**The tasks:**
a. From the re-identification page, reproduce the text between "Re-identification is the" and "15-18 year olds.", inclusive.
b. For each statement, say yes or no as to whether the re-identification page supports it, and quote the words that decide it: (i) re-identification can occur when someone has access to aggregate data or microdata; (ii) the discussion of re-identification does not apply to attribute disclosure; (iii) re-identification determines a person's or organisation's identity only while directly identifying information is still present.

**Quoted text:**
1160.0 - ABS Confidentiality Series, Aug 2017  
Latest ISSUE Released at 11:30 AM (CANBERRA TIME) 23/08/2017  First Issue
   Page tools: Print Print Page Print all pages in this productPrint All RSS Feed RSS Bookmark and Share Search this Product

UNDERSTANDING RE-IDENTIFICATION


This page contains the following:
What is re-identification?
Re-identification risks in today’s context
Managing the risk of re-identification
Re-identification in aggregate data
Re-identification in microdata

WHAT IS RE-IDENTIFICATION?

Re-identification is the act of determining the identity of a person or organisation even though directly identifying information has been removed. This may be able to be done using other publicly or privately held information about the individual or organisation. It is a type of disclosure, or breach of confidentiality, that can occur when someone has access to either aggregate data or microdata (unit record data). While the focus of this part of the Series is re-identification, the discussion also applies to the other main disclosure risk, that of attribute disclosure. This is because the risk of re-identification of an individual is likely to be increased if an attribute about them is revealed, for example a particular level of income that is common to a group of 15-18 year olds.

**Data segment:**
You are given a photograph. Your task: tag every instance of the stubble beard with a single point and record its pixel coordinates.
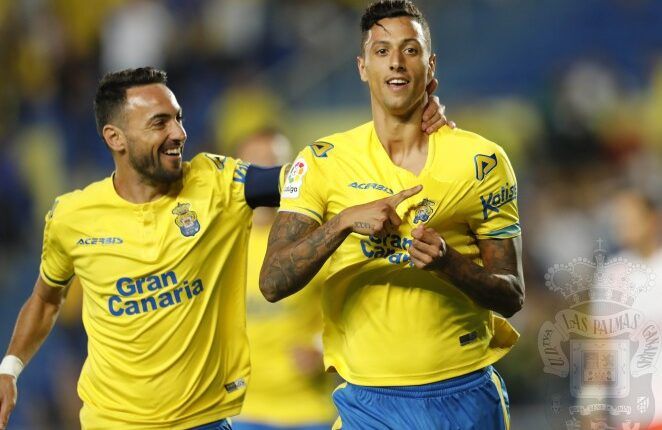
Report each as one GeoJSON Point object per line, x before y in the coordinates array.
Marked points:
{"type": "Point", "coordinates": [151, 171]}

**Answers below:**
a.
Re-identification is the act of determining the identity of a person or organisation even though directly identifying information has been removed. This may be able to be done using other publicly or privately held information about the individual or organisation. It is a type of disclosure, or breach of confidentiality, that can occur when someone has access to either aggregate data or microdata (unit record data). While the focus of this part of the Series is re-identification, the discussion also applies to the other main disclosure risk, that of attribute disclosure. This is because the risk of re-identification of an individual is likely to be increased if an attribute about them is revealed, for example a particular level of income that is common to a group of 15-18 year olds.

b.
(i) Yes: "It is a type of disclosure, or breach of confidentiality, that can occur when someone has access to either aggregate data or microdata (unit record data)."
(ii) No: "the discussion also applies to the other main disclosure risk, that of attribute disclosure."
(iii) No: "Re-identification is the act of determining the identity of a person or organisation even though directly identifying information has been removed."